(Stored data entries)
»»

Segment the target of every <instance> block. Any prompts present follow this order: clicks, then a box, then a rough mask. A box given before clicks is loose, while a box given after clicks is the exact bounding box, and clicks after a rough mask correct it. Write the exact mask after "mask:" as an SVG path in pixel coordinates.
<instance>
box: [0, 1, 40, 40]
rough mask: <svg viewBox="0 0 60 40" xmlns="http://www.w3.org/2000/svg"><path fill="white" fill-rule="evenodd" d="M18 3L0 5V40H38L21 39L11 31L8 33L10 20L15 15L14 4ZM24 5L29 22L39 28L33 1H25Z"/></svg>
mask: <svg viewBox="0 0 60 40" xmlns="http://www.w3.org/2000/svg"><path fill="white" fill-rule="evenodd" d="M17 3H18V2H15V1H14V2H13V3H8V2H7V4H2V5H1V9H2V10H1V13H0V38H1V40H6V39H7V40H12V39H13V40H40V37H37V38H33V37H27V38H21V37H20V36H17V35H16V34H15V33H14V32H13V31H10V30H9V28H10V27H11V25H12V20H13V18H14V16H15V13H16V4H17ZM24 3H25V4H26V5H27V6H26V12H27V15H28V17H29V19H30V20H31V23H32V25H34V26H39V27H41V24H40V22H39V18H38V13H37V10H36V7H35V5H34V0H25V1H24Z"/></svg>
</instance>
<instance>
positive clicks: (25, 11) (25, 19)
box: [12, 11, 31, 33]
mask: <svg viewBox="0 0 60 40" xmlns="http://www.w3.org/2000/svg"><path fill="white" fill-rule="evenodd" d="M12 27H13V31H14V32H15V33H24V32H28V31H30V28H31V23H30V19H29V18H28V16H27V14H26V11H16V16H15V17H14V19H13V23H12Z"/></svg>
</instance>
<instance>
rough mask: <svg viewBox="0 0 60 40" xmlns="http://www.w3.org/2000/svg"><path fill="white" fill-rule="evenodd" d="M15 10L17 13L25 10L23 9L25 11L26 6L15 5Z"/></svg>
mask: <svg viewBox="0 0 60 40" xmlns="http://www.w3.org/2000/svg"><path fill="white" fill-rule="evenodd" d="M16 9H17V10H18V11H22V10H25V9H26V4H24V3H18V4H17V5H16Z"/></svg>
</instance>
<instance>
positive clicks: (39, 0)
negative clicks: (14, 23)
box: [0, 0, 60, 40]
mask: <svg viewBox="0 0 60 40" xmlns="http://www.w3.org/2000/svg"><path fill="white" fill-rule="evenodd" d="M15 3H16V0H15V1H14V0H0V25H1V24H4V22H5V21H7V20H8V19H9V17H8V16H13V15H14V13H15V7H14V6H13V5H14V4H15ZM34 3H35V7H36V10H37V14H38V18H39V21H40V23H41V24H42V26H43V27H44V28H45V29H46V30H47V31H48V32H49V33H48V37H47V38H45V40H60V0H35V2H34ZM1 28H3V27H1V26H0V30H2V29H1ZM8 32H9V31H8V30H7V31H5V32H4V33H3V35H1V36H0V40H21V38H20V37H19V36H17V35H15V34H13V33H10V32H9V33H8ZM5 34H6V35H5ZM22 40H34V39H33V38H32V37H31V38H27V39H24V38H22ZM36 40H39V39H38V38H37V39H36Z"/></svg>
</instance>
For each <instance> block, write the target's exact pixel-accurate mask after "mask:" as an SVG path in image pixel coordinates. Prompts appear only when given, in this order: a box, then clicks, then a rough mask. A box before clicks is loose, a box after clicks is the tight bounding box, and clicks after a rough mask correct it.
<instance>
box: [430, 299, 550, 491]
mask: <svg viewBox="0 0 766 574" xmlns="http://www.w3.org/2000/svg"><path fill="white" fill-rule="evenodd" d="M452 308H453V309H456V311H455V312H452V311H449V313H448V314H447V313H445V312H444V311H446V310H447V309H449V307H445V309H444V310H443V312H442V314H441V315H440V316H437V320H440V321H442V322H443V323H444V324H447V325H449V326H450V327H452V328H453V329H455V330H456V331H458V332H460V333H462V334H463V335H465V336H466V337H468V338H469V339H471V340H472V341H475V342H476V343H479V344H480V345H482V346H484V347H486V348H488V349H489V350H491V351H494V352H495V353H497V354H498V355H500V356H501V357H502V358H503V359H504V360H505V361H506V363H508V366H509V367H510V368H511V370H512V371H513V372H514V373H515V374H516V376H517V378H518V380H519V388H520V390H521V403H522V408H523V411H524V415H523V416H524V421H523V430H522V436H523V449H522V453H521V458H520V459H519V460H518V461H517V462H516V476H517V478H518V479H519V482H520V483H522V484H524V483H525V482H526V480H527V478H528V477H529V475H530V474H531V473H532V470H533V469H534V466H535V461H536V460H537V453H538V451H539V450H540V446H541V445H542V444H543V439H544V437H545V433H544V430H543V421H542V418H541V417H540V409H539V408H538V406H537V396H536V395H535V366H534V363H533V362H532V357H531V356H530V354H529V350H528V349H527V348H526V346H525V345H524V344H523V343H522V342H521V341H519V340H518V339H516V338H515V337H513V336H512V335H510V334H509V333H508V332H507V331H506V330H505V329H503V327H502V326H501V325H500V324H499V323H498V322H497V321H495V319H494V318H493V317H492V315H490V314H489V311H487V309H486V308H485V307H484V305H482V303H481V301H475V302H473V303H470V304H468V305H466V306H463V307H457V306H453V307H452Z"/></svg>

««

*Task directions*. So that nothing is lost, transcribe each entry exactly as written.

*Output*.
Segment the target of every <instance> block. Any prompts present follow this order: clicks, then a box, then a rough mask. A box given before clicks is loose, while a box given after clicks is the exact bounding box, and clicks after a rough mask correct it. Write the exact mask after "mask:" as an SVG path in pixel coordinates.
<instance>
box: [0, 1, 40, 40]
rough mask: <svg viewBox="0 0 60 40" xmlns="http://www.w3.org/2000/svg"><path fill="white" fill-rule="evenodd" d="M18 3L0 5V40H38L21 39L11 31L8 33L10 20L15 15L14 4ZM24 5L29 22L39 28L33 1H25Z"/></svg>
mask: <svg viewBox="0 0 60 40" xmlns="http://www.w3.org/2000/svg"><path fill="white" fill-rule="evenodd" d="M17 3H18V2H15V1H14V2H13V3H8V2H7V4H2V5H1V9H2V10H1V13H0V38H1V40H6V39H7V40H12V39H13V40H40V37H37V38H33V37H27V38H21V37H20V36H17V35H16V34H15V33H14V32H13V31H10V30H9V28H10V27H11V25H12V20H13V18H14V16H15V13H16V4H17ZM24 3H25V4H26V5H27V6H26V12H27V15H28V17H29V19H30V20H31V23H32V25H34V26H39V27H41V24H40V22H39V18H38V13H37V10H36V7H35V5H34V0H25V1H24Z"/></svg>
</instance>
<instance>
positive clicks: (25, 11) (25, 19)
box: [12, 11, 31, 33]
mask: <svg viewBox="0 0 60 40" xmlns="http://www.w3.org/2000/svg"><path fill="white" fill-rule="evenodd" d="M12 27H13V31H14V32H15V33H24V32H28V31H30V28H31V23H30V19H29V18H28V16H27V14H26V11H16V16H15V17H14V19H13V23H12Z"/></svg>
</instance>
<instance>
rough mask: <svg viewBox="0 0 60 40" xmlns="http://www.w3.org/2000/svg"><path fill="white" fill-rule="evenodd" d="M15 10L17 13L25 10L23 9L25 11L26 6L15 5Z"/></svg>
mask: <svg viewBox="0 0 60 40" xmlns="http://www.w3.org/2000/svg"><path fill="white" fill-rule="evenodd" d="M16 9H17V10H18V11H22V10H25V9H26V4H24V3H18V4H17V5H16Z"/></svg>
</instance>
<instance>
positive clicks: (39, 0)
negative clicks: (14, 23)
box: [0, 0, 60, 40]
mask: <svg viewBox="0 0 60 40" xmlns="http://www.w3.org/2000/svg"><path fill="white" fill-rule="evenodd" d="M15 3H16V0H15V1H14V0H0V25H1V24H4V22H5V21H7V20H8V19H9V17H8V16H13V15H14V13H15V7H14V6H13V5H14V4H15ZM34 3H35V7H36V10H37V14H38V18H39V21H40V23H41V24H42V26H43V27H44V28H45V29H46V30H47V31H48V32H49V33H48V37H47V38H45V40H60V0H35V2H34ZM1 28H3V27H1V26H0V30H2V29H1ZM8 32H9V31H8V30H7V31H5V32H4V33H3V35H1V36H0V40H21V38H20V37H19V36H17V35H15V34H13V33H10V32H9V33H8ZM5 34H6V35H5ZM22 40H34V39H33V38H32V37H31V38H27V39H24V38H22ZM36 40H39V39H38V38H37V39H36Z"/></svg>
</instance>
For each <instance> block, write the target's exact pixel-accurate mask after "mask:" as an SVG path in image pixel coordinates. Prompts appear only when given, in this order: a box, then clicks, then a rough mask. A box before clicks is loose, a box after clicks is the tight bounding box, and clicks after a rough mask correct it.
<instance>
box: [430, 299, 550, 491]
mask: <svg viewBox="0 0 766 574" xmlns="http://www.w3.org/2000/svg"><path fill="white" fill-rule="evenodd" d="M452 308H453V309H456V311H455V312H452V311H449V313H448V314H447V313H445V312H444V311H446V310H447V309H449V307H445V309H444V310H443V312H442V314H441V315H440V316H437V320H440V321H442V322H443V323H444V324H447V325H449V326H450V327H452V328H453V329H455V330H456V331H458V332H460V333H462V334H463V335H465V336H466V337H468V338H469V339H471V340H472V341H475V342H476V343H479V344H480V345H482V346H484V347H486V348H488V349H489V350H491V351H494V352H495V353H497V354H498V355H500V356H501V357H502V358H503V359H504V360H505V361H506V363H508V366H509V367H510V368H511V370H512V371H513V372H514V373H515V374H516V376H517V378H518V380H519V388H520V390H521V403H522V408H523V411H524V415H523V416H524V421H523V430H522V436H523V449H522V453H521V458H520V459H519V460H518V461H517V462H516V476H517V478H518V479H519V482H520V483H522V484H524V483H525V482H526V480H527V478H528V477H529V475H530V474H531V473H532V470H533V469H534V466H535V461H536V460H537V453H538V451H539V450H540V446H541V445H542V444H543V439H544V437H545V433H544V430H543V421H542V418H541V417H540V409H539V408H538V406H537V396H536V395H535V366H534V363H533V362H532V357H531V356H530V354H529V350H528V349H527V348H526V346H525V345H524V344H523V343H522V342H521V341H519V340H518V339H516V338H515V337H513V336H512V335H510V334H509V333H508V332H507V331H506V330H505V329H503V327H502V326H501V325H500V324H499V323H498V322H497V321H495V319H494V318H493V317H492V315H490V314H489V311H487V309H486V308H485V307H484V305H482V303H481V301H475V302H473V303H470V304H468V305H466V306H463V307H457V306H453V307H452Z"/></svg>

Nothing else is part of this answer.